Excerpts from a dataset
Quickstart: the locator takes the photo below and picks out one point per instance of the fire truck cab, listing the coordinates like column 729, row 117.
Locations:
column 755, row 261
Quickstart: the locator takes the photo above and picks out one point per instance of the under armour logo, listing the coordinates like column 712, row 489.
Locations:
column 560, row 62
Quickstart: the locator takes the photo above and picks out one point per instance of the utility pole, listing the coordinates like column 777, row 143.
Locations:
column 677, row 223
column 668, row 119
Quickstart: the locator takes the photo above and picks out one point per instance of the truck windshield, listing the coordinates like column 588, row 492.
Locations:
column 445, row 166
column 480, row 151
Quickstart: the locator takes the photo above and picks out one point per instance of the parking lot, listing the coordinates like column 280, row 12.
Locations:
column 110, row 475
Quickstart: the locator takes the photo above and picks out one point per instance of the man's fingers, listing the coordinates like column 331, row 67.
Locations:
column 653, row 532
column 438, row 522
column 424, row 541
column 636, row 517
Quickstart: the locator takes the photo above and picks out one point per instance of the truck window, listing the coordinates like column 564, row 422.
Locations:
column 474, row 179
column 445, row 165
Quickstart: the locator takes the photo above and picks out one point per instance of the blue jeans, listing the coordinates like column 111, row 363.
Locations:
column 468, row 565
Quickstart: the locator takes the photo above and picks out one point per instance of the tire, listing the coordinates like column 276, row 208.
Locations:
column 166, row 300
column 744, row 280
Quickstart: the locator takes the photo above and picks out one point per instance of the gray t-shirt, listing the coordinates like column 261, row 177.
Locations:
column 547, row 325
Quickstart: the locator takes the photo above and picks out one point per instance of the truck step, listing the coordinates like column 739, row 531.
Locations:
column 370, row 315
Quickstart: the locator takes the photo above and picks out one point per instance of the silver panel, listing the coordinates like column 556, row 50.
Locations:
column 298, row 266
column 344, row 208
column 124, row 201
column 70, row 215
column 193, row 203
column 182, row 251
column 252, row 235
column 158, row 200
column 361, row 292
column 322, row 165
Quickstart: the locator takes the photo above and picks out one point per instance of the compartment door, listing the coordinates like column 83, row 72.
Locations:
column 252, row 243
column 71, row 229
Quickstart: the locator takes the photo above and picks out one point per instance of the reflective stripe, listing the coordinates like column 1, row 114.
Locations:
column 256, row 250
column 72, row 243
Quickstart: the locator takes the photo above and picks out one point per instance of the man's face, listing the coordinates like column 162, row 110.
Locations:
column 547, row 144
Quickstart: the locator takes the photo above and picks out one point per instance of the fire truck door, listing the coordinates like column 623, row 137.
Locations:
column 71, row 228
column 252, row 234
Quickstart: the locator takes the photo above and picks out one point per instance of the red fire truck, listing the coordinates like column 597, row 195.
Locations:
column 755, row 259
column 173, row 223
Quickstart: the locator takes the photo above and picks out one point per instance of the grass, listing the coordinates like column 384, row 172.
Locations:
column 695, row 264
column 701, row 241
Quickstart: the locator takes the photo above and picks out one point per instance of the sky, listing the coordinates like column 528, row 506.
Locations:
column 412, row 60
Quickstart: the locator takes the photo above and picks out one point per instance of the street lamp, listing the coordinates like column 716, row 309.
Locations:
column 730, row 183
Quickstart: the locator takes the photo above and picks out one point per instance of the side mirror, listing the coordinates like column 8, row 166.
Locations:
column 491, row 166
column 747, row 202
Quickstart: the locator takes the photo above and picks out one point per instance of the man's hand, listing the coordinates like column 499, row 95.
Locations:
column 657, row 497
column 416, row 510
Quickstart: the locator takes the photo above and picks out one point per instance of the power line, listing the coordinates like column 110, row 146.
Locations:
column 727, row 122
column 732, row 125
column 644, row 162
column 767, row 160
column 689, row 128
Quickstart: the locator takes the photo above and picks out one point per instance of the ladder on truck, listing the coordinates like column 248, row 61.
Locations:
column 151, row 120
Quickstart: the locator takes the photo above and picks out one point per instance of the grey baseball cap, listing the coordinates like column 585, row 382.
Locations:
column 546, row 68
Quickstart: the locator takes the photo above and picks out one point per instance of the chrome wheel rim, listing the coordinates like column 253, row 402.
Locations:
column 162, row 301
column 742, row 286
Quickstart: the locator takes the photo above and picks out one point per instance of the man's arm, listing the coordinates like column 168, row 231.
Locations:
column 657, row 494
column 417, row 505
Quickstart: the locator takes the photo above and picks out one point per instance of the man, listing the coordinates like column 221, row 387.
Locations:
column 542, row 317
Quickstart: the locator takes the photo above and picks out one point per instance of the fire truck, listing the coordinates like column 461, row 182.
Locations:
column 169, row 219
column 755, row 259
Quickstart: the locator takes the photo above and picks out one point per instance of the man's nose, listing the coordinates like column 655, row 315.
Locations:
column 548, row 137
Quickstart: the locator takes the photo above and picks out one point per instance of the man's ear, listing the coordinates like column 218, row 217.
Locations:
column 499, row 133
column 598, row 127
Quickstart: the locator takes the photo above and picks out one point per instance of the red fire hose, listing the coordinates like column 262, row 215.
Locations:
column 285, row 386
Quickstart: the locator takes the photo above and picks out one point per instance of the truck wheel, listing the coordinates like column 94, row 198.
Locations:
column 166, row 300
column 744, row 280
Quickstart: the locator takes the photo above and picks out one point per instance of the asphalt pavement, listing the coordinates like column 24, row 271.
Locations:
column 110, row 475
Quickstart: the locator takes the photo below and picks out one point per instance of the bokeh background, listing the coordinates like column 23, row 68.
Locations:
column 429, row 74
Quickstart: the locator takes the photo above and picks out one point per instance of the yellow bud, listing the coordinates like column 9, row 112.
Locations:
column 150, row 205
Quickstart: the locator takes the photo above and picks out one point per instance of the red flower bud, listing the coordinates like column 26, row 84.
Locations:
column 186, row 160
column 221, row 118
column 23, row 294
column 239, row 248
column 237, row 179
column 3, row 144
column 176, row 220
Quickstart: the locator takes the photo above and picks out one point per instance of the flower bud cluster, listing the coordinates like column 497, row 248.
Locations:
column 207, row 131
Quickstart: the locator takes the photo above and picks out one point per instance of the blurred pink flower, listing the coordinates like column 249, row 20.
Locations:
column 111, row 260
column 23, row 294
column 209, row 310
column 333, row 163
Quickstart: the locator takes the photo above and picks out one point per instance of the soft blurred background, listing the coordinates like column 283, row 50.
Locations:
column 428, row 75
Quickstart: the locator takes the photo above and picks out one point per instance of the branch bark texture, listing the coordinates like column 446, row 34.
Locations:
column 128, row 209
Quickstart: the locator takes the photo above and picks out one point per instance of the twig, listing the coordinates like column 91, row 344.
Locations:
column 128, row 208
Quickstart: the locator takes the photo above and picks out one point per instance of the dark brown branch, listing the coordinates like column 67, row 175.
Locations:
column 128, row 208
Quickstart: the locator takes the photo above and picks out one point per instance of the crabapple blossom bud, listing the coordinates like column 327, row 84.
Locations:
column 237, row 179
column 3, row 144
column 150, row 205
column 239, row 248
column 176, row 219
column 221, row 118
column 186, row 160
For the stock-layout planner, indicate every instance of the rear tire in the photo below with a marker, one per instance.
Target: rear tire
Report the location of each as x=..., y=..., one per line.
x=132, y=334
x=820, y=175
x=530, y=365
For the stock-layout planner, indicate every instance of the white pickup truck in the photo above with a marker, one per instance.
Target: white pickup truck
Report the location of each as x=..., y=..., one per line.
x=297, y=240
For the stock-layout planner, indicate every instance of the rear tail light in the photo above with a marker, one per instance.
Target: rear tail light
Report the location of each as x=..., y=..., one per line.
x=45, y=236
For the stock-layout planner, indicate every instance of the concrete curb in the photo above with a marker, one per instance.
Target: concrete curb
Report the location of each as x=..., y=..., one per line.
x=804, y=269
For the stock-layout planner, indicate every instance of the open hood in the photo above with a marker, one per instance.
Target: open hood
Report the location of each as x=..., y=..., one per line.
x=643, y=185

EXERCISE OBJECTIVE
Bring together all lines in the records where the word "below" is found.

EXERCISE SOLUTION
Quickstart: the locator takes the photo below and picks out one point per instance of the fire truck cab, listing the coordinates like column 729, row 117.
Quickstart: the locator takes the photo below and picks out one point per instance of the bokeh background, listing the coordinates like column 23, row 68.
For the stock-layout planner, indicate every instance of the rear tire in the photo below with a marker, one per instance.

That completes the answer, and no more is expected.